▶ _Your objective_: Count how many lines in the records below contain the string "black" and reply with that number alone.
--
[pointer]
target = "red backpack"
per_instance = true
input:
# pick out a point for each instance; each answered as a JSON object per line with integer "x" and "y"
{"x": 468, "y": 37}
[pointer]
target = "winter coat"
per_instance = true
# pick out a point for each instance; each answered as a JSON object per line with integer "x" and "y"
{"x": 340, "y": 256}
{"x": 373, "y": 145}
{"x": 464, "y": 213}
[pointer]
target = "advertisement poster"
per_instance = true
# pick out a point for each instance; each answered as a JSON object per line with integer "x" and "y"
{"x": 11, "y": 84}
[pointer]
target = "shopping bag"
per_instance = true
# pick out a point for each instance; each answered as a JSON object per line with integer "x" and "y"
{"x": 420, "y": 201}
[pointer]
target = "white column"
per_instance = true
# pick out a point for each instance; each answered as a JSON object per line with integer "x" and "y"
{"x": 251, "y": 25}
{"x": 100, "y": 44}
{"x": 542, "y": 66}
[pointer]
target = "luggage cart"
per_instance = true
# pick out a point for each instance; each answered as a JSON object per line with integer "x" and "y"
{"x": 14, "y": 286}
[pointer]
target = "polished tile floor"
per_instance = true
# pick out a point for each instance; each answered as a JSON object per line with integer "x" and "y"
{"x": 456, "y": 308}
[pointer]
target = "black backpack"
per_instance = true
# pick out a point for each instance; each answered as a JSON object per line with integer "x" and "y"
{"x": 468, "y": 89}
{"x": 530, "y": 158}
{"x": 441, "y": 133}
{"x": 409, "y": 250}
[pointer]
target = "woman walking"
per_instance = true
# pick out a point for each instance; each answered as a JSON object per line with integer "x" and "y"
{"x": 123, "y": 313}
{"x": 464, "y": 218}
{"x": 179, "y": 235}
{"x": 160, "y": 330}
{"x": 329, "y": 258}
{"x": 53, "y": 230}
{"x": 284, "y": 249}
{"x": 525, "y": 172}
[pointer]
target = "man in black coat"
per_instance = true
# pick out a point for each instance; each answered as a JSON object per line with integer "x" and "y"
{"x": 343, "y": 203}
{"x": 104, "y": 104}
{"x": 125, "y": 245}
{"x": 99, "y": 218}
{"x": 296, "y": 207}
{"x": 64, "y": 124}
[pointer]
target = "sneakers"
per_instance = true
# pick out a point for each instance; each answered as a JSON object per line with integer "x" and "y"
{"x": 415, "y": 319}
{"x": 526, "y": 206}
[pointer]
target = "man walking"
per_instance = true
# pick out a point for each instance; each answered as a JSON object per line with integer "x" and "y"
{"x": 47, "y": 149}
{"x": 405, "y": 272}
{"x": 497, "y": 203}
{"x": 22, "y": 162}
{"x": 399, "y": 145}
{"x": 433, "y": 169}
--
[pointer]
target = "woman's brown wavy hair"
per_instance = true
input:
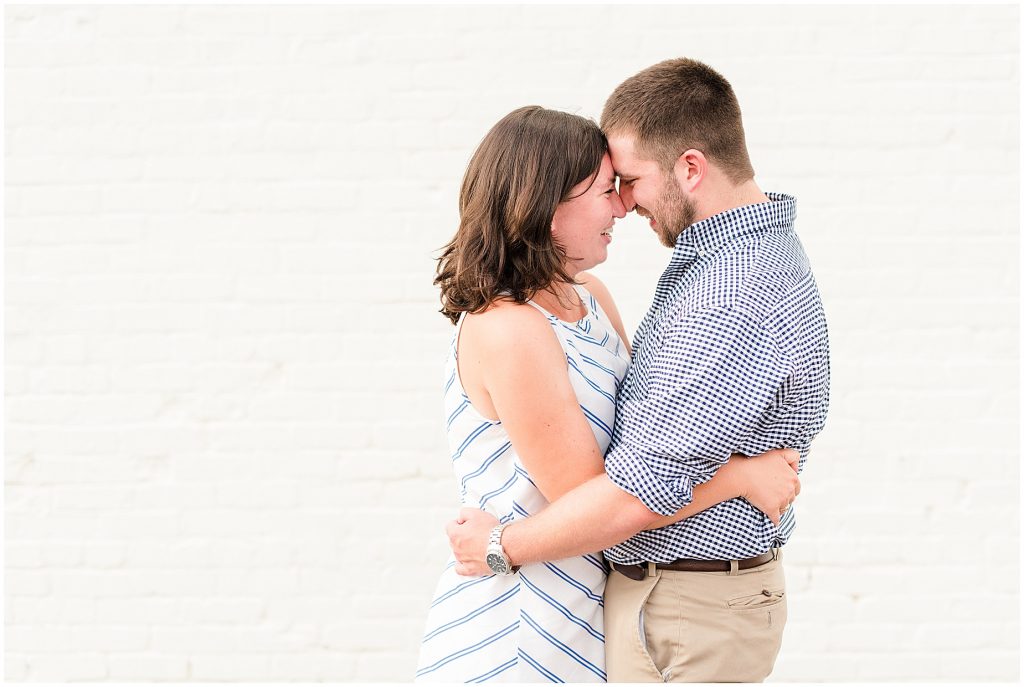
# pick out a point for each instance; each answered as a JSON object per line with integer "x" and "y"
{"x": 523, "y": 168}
--
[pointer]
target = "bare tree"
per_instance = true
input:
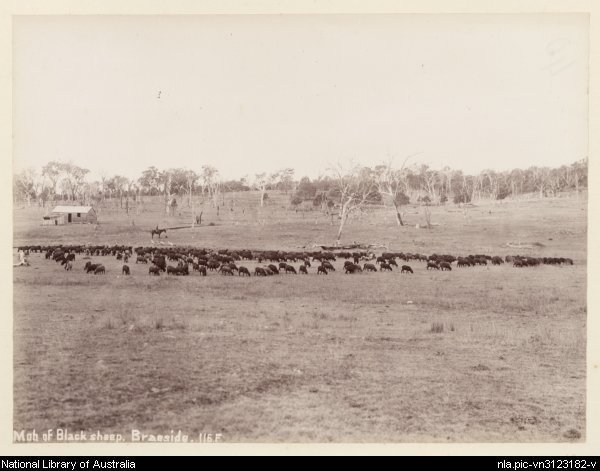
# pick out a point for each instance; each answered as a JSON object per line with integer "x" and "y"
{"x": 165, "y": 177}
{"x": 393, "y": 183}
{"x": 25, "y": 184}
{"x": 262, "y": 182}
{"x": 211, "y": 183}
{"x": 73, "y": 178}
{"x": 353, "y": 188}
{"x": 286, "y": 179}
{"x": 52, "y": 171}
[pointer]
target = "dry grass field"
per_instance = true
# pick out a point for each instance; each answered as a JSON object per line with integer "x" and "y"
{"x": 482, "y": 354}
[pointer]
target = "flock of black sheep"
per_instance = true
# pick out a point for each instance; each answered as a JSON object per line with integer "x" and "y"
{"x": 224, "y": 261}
--
▶ _Correct result_: 3